Last November, we released Portrait, an iOS app that helps create amazing, stylized selfies and portraits instantly.
With over a million downloads and many more portrait images created, we feel that the idea and vision of Portrait was more than confirmed. The central component of Portrait is an AI that is trained to clip portraits from the background, a technique we are eager to further improve and refine. In fact, Portrait helped us to explore a novel technique for image editing, as we were able to leverage a new powerful data set in photography: depth data.
We began feeding our AI models with the depth data from the iPhone Xs TrueDepth camera and had one goal in mind: to infer depth information for portrait imagery, or bringing three-dimensionality into a two-dimensional photo. Along the way, we created a new architecture concept, that allows performance and memory improvements through modularizing and reusing neural networks.
In the following article, we’d like to present some of our results along with the insights we made.
The New Cool: Depth Data
The usage of depth data in image editing initially became available with the iPhone 7 Plus when Apple introduced ‘Portrait Mode’. By combining a depth map and face detection, the devices are able to blur our distant objects and backgrounds, mimicking a ‘bokeh’ or depth of field effect, which is well known from DSLRs cameras.
While the actual implementation varies, all major manufacturers nowadays offer a similar mode by incorporating depth data into their image editing pipeline. This is either achieved through the conventional dual or even triple camera on the back of a phone, dual-pixel offset calculations combined with machine learning or dedicated sensors like Apples TrueDepth module. In fact, for a modern flagship phone, some sort of depth based portrait mode is almost a commodity.

Information provided:
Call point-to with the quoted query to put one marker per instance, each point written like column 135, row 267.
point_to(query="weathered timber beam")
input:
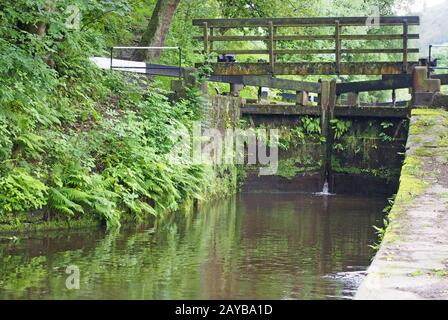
column 311, row 68
column 311, row 51
column 349, row 112
column 269, row 82
column 291, row 22
column 443, row 78
column 375, row 85
column 306, row 37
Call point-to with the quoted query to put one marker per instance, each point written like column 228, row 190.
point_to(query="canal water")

Work required: Please repeat the Portrait app article word for word from "The New Cool: Depth" to "from DSLRs cameras.".

Result:
The New Cool: Depth Data
The usage of depth data in image editing initially became available with the iPhone 7 Plus when Apple introduced ‘Portrait Mode’. By combining a depth map and face detection, the devices are able to blur our distant objects and backgrounds, mimicking a ‘bokeh’ or depth of field effect, which is well known from DSLRs cameras.